● Provided records
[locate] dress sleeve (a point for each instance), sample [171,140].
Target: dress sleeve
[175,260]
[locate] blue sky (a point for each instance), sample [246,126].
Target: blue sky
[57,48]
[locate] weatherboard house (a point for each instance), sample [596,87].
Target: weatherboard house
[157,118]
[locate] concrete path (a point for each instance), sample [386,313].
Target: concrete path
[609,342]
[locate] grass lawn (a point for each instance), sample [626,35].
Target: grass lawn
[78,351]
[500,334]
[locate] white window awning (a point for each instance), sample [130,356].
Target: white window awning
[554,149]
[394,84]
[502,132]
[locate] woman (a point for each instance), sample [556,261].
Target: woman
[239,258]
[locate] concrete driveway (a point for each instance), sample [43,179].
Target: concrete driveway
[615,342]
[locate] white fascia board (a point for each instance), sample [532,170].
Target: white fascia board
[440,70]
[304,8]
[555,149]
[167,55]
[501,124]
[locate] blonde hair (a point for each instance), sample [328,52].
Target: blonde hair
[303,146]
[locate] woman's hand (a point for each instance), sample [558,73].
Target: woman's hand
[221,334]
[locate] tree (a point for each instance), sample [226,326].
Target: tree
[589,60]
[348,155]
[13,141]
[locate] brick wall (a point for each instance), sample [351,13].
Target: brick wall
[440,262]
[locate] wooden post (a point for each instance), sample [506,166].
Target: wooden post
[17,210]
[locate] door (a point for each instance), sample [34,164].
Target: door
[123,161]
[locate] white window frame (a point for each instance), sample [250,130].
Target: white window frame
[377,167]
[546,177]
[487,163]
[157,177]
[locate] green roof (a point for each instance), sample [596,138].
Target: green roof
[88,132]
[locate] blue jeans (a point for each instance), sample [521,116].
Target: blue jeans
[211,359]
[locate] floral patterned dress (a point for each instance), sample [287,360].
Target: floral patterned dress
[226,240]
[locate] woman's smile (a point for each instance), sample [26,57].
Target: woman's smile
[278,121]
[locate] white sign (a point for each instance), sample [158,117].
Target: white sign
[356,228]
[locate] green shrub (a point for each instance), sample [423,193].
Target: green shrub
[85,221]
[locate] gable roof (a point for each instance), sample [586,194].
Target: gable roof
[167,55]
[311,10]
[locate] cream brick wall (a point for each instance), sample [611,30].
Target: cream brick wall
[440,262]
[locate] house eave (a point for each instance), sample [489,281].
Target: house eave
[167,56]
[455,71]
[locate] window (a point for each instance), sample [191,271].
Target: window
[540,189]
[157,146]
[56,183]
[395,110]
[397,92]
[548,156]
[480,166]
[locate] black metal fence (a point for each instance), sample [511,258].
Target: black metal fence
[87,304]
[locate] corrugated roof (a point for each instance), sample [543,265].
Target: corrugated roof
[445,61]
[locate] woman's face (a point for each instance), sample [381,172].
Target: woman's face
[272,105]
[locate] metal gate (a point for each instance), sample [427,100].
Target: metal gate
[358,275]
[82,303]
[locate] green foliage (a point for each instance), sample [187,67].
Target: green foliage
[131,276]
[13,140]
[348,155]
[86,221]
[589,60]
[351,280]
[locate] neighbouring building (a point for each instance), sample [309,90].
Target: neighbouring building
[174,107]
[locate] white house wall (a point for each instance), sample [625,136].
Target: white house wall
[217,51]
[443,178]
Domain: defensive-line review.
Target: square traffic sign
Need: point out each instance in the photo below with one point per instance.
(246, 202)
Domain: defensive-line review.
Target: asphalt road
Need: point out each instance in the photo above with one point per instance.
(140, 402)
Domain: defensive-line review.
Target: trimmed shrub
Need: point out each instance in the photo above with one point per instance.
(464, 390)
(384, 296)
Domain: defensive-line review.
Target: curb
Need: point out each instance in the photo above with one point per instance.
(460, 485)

● Work to complete
Make an exact transcription of the entries above.

● Problem solution
[locate] dress sleeve (a point for each instance), sample [171,140].
Target: dress sleeve
[175,260]
[locate] blue sky (a point for each instance), sample [246,126].
Target: blue sky
[57,48]
[locate] weatherboard house (a point for each instance), sample [596,87].
Target: weatherboard house
[157,118]
[locate] concrete path (a point for each instance), sample [386,313].
Target: concrete path
[609,342]
[locate] grass lawn (a point for each instance), sample [626,35].
Target: grass lawn
[78,351]
[500,334]
[locate] white window awning (a point for each instance), sample [130,356].
Target: white window awning
[554,149]
[394,84]
[502,132]
[locate] woman (a point for each instance), sample [556,261].
Target: woman
[239,258]
[locate] concrete driveway (a point for each instance), sample [43,179].
Target: concrete driveway
[615,342]
[locate] white fascia board (a point for each instance), sample [532,170].
Target: white fascia board
[440,70]
[304,8]
[555,149]
[167,55]
[501,124]
[locate] blonde hair (a point for each instance), sample [328,52].
Target: blonde hair
[303,146]
[locate] woman's hand (a point for each instance), sample [558,73].
Target: woman's hand
[221,334]
[locate] tree (a point for each instance), sample [226,326].
Target: tree
[589,60]
[348,155]
[13,141]
[locate] brick wall (a point for each instance), sample [351,13].
Target: brick wall
[440,262]
[locate] wooden post (a point for each instance), sample [506,166].
Target: wooden post
[17,210]
[locate] door (a point for each instance), sample [34,164].
Target: door
[123,161]
[locate] white window frame (a point for each instance), sample [250,130].
Target: white window frame
[377,167]
[546,177]
[487,163]
[157,177]
[locate] green roof (a point for each instance), sample [596,138].
Target: green roof
[88,132]
[locate] blue jeans (a point for each instance), sample [521,116].
Target: blue jeans
[211,359]
[locate] floral patterned dress (a point for each instance), sample [287,360].
Target: floral patterned dress
[226,240]
[locate] woman's smile (a point for each instance), sample [26,57].
Target: woman's smile
[278,121]
[locate] white sign (a point for each instance), sample [158,117].
Target: white sign
[356,228]
[locate] green shrub (a point for each instance), sample [423,193].
Target: green shrub
[85,221]
[locate] gable roof (a point for each instance), sample [586,194].
Target: gable roof
[167,55]
[311,10]
[locate] cream brick wall (a point for each instance), sample [611,30].
Target: cream brick wall
[440,262]
[locate] house eave (a point for each instance), sample [489,281].
Target: house eave
[167,56]
[455,71]
[locate] window (a point for each instance), sample [191,271].
Target: window
[540,189]
[157,146]
[56,183]
[395,110]
[397,92]
[548,156]
[480,166]
[locate] black metal fence (a point for each instance), sample [511,258].
Target: black metal fence
[87,304]
[locate] corrugated roof (a point for each instance), sample [543,265].
Target: corrugated roof
[445,61]
[locate] woman's face (a point for each instance), sample [381,172].
Target: woman's face
[272,105]
[locate] metal gate (a point for each instance), sample [427,100].
Target: metal gate
[358,275]
[82,303]
[locate] green foliage (a point for each instance), sample [187,67].
Target: green foliage
[131,276]
[13,140]
[348,155]
[86,221]
[589,60]
[351,280]
[locate] neighbouring building (a point for each instance), sample [309,90].
Target: neighbouring building
[174,107]
[locate] white house wall (a point for each instance), sample [625,136].
Target: white house wall
[217,51]
[443,178]
Domain: defensive-line review.
Target: square traffic sign
Need: point out each instance in the photo below with one point per instance.
(246, 202)
Domain: defensive-line review.
Target: asphalt road
Need: point out each instance in the photo above with one point per instance.
(140, 402)
Domain: defensive-line review.
Target: trimmed shrub
Need: point out each instance in the photo above with one point per instance.
(464, 390)
(384, 296)
Domain: defensive-line review.
Target: curb
Need: point out each instance in the photo above with one point per instance.
(460, 485)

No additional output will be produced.